▶ **Excerpt provided**:
Lessons for advertisers in purpose-driven initiatives failing to drive buying behaviour

Chris Pash
By Chris Pash | 22 November 2021

The purchasing behaviours of consumers, despite overwhelming support for ESG (Environmental, Social, and Governance) initiatives, tend to be led by other drivers, according to a study into campaigns by Coles and Woolworths.

Research from Forethought has found that a strong corporate brand reputation for ESG does not in fact motivate consumers to purchase more from such brands.

The study in the week immediately following the Tokyo Olympics looked at what drove choice for consumers between supermarkets.

The project was a national market study of main grocery buyers with a quota for Gen Z’s (18-25 year olds). The hypothesis was that if sustainability was going to be a driver of choice, it would be so for Gen Z respondents.

Results showed that having environmentally sustainable practices is not a driver in the overall market model.

But freshness of products and fruit and vegetables – the main message of the Woolworths campaign – was a far more significant driver of choice for this group.

Coles reaffirms ambitious targets to reduce CO2 emissions and "to become Australia's most sustainable supermarket" in Together to Zero campaign.

Forethought Global CEO Darren Stein: “No matter how terrific the Coles creative was, if attitudinal change leading to sales, or driving sales itself was a desired outcome, the impact of the campaign would be limited in that regard.

"Even for Gen Z Australians – an especially environmentally-conscious cohort – pledges to sustainable practices don’t translate into driving purchase behaviour."

Forethought then surveyed 800 Australians to find out what they thought companies should do.

Australians were asked to choose, from a list of five alternatives, which was the most important output a company should undertake.

The aspect of corporate behaviour that was rated as the least important was businesses using advertising to project community standards such as sustainability.


Stein says it was clear from this data that Australian consumers favour businesses that prioritise delivering good quality (and fairly priced) products, rather than those that aim to project norms of Corporate Social Responsibility.

▶ **Task to complete**:
Using the article on ESG initiatives and buying behavior, answer these:
(a) What age range did the study use for Gen Z?
(b) How many Australians did Forethought survey about what companies should do?
(c) Who is Forethought's Global CEO?
This material has no connection to the article above.

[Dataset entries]
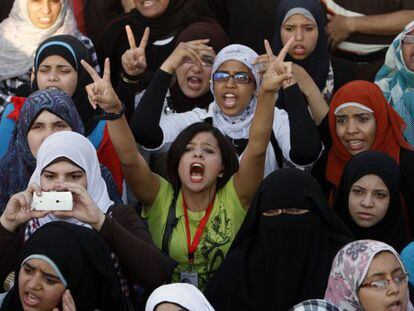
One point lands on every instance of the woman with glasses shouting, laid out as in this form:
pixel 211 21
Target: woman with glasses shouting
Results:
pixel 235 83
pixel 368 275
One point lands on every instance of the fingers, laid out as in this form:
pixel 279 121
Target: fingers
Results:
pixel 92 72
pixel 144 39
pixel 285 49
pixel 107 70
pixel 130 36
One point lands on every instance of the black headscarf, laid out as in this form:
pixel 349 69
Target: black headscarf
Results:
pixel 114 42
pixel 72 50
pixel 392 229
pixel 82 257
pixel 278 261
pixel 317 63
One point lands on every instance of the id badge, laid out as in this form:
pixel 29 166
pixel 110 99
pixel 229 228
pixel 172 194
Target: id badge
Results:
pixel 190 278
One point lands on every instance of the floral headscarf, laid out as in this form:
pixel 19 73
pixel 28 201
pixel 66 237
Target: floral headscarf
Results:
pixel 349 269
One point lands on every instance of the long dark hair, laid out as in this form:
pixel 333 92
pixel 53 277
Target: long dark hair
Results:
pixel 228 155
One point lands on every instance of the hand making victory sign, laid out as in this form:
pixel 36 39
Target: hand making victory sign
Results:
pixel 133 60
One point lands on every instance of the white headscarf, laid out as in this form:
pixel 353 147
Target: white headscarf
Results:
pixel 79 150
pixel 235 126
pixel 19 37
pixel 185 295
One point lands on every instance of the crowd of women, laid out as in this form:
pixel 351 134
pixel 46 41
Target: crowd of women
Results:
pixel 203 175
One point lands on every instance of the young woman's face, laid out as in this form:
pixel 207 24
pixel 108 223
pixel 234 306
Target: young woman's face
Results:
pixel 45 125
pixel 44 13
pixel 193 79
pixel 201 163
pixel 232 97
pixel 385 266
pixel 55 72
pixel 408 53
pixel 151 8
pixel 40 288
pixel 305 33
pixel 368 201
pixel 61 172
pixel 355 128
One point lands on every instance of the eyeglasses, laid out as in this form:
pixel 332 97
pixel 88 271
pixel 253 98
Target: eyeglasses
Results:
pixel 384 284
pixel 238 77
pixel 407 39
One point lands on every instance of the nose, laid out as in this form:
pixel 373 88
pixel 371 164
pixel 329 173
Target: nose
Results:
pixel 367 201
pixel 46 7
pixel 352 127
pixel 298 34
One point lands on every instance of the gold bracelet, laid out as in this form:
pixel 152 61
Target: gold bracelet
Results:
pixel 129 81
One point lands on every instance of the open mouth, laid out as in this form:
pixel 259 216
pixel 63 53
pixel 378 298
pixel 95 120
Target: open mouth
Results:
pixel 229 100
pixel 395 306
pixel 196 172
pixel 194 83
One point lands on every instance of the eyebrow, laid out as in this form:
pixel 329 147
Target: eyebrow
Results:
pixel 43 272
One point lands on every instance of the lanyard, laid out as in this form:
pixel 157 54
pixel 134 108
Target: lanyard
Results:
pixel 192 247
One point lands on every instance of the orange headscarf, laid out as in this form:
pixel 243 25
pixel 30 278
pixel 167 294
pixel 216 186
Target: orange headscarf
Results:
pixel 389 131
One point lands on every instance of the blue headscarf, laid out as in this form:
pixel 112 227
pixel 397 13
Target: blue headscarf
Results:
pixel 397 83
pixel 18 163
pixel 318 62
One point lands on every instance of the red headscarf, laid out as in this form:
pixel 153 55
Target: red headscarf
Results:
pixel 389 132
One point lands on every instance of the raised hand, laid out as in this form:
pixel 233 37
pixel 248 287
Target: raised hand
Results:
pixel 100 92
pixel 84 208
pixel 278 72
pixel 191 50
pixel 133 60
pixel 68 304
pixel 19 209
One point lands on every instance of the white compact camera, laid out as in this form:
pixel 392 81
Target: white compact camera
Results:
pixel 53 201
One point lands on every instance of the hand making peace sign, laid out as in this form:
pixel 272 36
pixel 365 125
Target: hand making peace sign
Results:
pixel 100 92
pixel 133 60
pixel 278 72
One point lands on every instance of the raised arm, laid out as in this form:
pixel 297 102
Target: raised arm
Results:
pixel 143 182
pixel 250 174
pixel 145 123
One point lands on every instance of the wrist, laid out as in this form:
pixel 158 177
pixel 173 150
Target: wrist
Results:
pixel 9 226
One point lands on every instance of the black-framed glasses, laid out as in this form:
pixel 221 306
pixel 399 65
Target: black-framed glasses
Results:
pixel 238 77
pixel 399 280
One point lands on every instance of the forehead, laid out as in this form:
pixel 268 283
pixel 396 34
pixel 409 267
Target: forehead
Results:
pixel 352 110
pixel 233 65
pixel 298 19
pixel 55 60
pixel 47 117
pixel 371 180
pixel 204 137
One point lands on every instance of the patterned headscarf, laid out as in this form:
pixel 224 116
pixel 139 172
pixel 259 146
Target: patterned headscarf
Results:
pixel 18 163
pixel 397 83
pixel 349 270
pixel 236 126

▶ **Exercise output**:
(a) 18-25 year olds
(b) 800
(c) Darren Stein